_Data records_
──────────────────────────────
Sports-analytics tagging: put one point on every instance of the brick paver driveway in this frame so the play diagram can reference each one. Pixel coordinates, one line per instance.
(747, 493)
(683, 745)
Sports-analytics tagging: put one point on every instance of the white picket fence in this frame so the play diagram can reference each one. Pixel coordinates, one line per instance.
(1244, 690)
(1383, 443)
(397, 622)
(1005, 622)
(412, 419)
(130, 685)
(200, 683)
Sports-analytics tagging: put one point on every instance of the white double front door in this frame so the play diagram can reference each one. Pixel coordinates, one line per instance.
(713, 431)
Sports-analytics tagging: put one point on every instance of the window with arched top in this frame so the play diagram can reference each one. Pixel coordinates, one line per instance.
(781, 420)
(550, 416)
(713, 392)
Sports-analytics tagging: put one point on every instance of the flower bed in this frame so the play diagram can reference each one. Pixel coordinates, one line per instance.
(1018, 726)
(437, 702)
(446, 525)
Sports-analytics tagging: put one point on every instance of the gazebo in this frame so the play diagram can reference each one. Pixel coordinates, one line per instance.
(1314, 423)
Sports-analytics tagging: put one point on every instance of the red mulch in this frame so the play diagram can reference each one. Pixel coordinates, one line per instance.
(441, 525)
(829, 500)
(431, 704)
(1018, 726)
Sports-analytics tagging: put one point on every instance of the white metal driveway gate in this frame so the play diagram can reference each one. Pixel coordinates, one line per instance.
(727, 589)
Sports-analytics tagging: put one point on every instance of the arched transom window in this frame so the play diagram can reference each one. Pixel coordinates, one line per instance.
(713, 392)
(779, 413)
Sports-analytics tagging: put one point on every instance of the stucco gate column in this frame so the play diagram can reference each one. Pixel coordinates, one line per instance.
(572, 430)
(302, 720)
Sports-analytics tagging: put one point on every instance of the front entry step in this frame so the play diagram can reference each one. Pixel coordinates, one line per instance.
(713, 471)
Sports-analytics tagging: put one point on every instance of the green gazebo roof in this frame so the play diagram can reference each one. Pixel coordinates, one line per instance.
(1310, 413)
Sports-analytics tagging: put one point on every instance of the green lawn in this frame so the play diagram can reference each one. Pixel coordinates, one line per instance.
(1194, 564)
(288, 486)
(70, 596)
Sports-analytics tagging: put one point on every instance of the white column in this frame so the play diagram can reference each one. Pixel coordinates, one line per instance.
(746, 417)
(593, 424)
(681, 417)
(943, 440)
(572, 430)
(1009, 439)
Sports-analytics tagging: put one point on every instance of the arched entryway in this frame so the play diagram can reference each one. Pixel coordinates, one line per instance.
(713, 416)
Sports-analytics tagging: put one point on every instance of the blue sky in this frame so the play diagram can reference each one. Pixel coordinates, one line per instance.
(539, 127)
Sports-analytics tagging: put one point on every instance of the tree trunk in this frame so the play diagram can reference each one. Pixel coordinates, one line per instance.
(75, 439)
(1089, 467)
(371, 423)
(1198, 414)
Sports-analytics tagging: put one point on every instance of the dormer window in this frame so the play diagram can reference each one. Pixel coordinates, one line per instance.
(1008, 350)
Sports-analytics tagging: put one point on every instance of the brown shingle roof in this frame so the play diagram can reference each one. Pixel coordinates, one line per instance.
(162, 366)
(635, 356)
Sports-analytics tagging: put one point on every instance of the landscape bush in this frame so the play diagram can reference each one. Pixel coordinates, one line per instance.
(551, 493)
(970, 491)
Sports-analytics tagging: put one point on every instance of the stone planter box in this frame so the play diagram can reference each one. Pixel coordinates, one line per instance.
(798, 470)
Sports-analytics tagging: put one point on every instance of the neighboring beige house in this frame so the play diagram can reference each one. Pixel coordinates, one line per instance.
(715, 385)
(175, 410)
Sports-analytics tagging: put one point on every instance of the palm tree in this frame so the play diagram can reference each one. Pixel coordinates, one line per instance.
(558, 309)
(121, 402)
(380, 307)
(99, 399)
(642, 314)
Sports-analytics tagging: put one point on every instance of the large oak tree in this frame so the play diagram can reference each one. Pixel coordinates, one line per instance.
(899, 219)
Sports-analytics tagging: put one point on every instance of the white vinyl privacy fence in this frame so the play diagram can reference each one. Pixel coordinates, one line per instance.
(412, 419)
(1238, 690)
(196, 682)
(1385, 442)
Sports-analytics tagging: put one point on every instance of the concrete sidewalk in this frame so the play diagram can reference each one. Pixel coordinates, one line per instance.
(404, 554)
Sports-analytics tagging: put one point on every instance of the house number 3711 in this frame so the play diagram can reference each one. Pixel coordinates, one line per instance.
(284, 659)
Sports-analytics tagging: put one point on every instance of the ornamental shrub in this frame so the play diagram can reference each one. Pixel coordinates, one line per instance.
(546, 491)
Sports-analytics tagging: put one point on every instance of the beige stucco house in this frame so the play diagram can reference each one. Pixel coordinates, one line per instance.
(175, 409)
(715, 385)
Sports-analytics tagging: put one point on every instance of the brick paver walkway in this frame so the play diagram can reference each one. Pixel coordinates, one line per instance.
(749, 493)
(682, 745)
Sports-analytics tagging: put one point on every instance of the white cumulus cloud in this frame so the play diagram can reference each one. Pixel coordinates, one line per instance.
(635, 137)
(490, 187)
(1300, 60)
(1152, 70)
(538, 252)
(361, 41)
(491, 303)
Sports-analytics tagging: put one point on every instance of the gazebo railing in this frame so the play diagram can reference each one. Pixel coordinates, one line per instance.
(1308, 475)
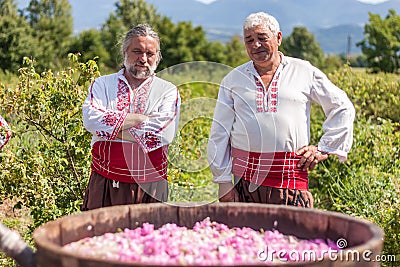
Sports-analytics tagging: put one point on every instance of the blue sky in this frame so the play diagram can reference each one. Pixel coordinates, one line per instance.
(363, 1)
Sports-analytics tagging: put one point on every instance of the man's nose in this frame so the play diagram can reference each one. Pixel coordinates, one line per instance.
(143, 57)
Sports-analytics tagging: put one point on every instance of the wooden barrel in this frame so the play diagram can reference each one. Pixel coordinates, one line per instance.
(364, 239)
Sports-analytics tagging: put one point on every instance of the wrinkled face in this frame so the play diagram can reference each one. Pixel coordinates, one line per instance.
(141, 57)
(261, 44)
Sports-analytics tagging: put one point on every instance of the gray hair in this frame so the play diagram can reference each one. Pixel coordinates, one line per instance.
(142, 30)
(261, 18)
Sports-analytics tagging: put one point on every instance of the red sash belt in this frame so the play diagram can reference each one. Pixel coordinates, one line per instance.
(275, 169)
(126, 162)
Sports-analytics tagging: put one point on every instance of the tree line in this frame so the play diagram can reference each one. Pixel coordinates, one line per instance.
(44, 31)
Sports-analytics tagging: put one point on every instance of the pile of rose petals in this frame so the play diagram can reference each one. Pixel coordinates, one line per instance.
(208, 243)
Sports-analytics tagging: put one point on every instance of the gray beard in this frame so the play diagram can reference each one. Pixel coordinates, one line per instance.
(139, 74)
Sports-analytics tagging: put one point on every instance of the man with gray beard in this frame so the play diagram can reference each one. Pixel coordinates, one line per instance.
(133, 117)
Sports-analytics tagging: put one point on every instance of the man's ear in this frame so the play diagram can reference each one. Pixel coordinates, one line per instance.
(279, 38)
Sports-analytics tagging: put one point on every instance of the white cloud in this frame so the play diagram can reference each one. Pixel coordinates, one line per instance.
(206, 1)
(374, 2)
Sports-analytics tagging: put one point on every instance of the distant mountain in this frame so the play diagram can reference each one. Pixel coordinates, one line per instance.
(333, 22)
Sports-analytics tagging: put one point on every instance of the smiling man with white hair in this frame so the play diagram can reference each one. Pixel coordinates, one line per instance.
(261, 127)
(132, 116)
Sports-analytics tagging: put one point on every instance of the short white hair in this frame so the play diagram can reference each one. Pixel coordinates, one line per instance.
(261, 18)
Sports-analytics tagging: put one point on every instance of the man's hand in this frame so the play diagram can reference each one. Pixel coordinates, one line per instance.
(133, 119)
(126, 135)
(227, 193)
(311, 157)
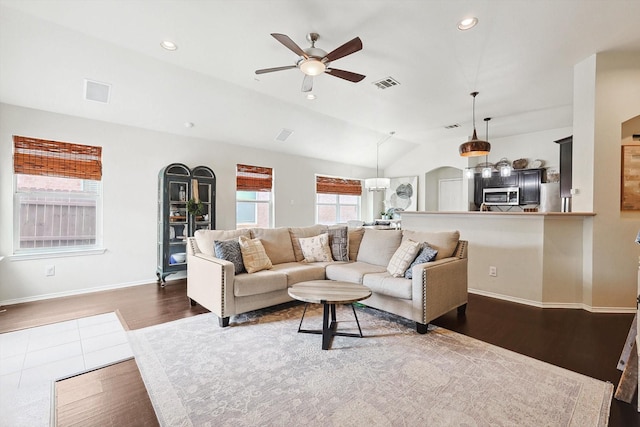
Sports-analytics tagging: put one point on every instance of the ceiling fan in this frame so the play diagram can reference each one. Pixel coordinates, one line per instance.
(314, 61)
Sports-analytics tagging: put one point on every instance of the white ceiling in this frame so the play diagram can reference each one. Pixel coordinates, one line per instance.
(520, 58)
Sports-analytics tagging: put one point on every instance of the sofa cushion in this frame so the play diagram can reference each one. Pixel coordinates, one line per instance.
(229, 250)
(261, 282)
(445, 242)
(316, 249)
(355, 238)
(403, 257)
(352, 271)
(297, 232)
(385, 284)
(253, 255)
(339, 242)
(297, 272)
(378, 246)
(205, 238)
(276, 242)
(426, 254)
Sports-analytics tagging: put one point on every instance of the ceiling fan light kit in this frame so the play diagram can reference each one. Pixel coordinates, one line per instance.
(474, 147)
(314, 61)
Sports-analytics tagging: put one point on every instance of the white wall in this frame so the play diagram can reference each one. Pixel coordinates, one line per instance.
(132, 158)
(531, 146)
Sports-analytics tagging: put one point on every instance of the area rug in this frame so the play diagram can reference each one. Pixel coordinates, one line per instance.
(260, 371)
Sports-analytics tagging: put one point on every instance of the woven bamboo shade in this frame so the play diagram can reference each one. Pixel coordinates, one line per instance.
(32, 156)
(253, 178)
(348, 187)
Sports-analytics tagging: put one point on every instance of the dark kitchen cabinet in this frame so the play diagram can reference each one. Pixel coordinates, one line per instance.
(527, 180)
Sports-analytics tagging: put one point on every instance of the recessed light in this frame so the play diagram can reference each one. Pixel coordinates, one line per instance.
(169, 45)
(467, 23)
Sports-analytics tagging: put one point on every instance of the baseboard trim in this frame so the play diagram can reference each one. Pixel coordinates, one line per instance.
(76, 292)
(566, 305)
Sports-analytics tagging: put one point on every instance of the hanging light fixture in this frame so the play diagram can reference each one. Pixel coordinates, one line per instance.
(487, 170)
(474, 147)
(377, 183)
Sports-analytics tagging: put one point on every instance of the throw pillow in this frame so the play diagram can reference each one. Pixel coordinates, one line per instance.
(339, 242)
(316, 249)
(427, 254)
(253, 255)
(403, 257)
(229, 250)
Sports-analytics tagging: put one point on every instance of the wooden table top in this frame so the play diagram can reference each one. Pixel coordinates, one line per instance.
(329, 292)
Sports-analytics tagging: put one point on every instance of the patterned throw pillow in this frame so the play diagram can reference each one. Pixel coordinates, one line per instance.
(316, 249)
(427, 254)
(403, 257)
(229, 250)
(253, 255)
(339, 242)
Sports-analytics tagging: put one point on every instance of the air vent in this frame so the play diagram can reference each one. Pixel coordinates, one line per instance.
(386, 83)
(283, 135)
(96, 91)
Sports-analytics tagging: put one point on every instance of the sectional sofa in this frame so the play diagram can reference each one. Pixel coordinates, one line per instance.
(364, 256)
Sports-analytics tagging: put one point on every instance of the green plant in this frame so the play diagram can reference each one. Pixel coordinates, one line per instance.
(195, 207)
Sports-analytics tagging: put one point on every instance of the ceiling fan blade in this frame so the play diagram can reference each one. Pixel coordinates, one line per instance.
(346, 49)
(285, 40)
(347, 75)
(271, 70)
(307, 83)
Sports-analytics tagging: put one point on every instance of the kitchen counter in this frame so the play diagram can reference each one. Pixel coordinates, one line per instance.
(540, 258)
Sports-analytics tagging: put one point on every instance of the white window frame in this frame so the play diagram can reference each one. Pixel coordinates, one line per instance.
(337, 204)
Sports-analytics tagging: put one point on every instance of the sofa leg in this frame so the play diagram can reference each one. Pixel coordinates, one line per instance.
(422, 328)
(223, 322)
(462, 310)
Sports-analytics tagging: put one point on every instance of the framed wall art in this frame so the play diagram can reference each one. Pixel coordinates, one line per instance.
(630, 177)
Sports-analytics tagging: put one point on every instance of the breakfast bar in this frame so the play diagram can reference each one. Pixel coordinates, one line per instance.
(536, 258)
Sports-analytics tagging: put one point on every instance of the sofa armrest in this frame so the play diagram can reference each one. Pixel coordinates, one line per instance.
(439, 287)
(210, 283)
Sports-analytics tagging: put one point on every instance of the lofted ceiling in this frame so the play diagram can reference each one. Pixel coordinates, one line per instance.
(520, 58)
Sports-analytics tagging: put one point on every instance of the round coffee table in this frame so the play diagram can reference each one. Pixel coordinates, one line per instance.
(329, 293)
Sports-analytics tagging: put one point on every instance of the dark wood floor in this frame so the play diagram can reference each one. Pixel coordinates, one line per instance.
(588, 343)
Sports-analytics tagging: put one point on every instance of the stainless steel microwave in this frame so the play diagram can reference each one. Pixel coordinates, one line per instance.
(501, 196)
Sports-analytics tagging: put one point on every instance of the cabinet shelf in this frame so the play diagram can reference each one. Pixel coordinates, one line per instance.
(175, 187)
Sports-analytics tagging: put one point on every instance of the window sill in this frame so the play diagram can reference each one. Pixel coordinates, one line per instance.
(57, 254)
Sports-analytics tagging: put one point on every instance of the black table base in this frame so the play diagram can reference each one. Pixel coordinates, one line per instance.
(329, 324)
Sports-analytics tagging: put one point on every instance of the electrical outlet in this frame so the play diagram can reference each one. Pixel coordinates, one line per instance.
(50, 270)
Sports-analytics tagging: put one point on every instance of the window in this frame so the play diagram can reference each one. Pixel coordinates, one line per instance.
(57, 199)
(337, 200)
(254, 196)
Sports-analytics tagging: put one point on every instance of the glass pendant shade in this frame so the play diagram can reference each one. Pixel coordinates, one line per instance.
(474, 147)
(377, 184)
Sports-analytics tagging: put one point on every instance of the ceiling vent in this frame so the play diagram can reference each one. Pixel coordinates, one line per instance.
(386, 83)
(283, 135)
(96, 91)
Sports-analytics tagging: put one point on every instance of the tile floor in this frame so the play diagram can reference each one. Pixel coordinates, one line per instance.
(32, 359)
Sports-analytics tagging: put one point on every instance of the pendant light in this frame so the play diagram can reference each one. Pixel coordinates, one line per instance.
(487, 170)
(474, 147)
(377, 183)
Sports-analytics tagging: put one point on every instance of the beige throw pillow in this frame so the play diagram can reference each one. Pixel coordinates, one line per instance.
(403, 257)
(254, 256)
(316, 249)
──────────────────────────────
_Set exercise_
Print nothing but the lines from the line with "of the cabinet" to the last line of the records above. Both of those lines count.

_Full response_
Sports-analytics tagging: put one point on every instance of the cabinet shelf in this frame so the play diagram can reference each one. Pixel coordinates, one line per instance.
(175, 187)
Sports-analytics tagging: put one point on every instance of the window sill in this frame so the play diagram can reference each one. Pixel coordinates, one line per instance.
(57, 254)
Sports-analytics tagging: put one point on every instance of the black table base in this frame so the play diagram can reference each one. Pixel coordinates, one line per instance.
(329, 324)
Sports-analytics tagging: put one point on every instance of the electrical outlet in this frame so the play diagram can reference each one. Pixel coordinates, one line per instance.
(50, 270)
Sports-analytics tagging: put one point on every instance of the window in this frame so the play diagram can reference each one. Pixel coordinates, one line per instance.
(57, 199)
(337, 200)
(254, 196)
Sports-analytics tagging: put one point on every instance of the glass pendant shade in this frame so the play diagram can reference each one. Pixel coordinates, one line per instance.
(474, 147)
(377, 184)
Sports-analytics tagging: put one point on every instance of the ceiling vent in this frame so the play diagram can reference each one. Pixel coordinates, one line per instance.
(386, 83)
(283, 135)
(96, 91)
Sports-analytics tagging: put one point on every instance of the tile floor in this frame so the play diagram can reference each one. Pixel coordinates, one line per instance.
(32, 359)
Sports-analytics tagging: put one point on every instance of the pendant light in this frame so the play diagram can reference each one. Pixel coordinates, one line per instance.
(487, 170)
(474, 147)
(377, 183)
Sports-analytics tagging: put one point on every instance of the beige throw pillow in this frame so the play diagram can reference each one. Pixel coordinates, one line per instance.
(403, 257)
(254, 256)
(316, 249)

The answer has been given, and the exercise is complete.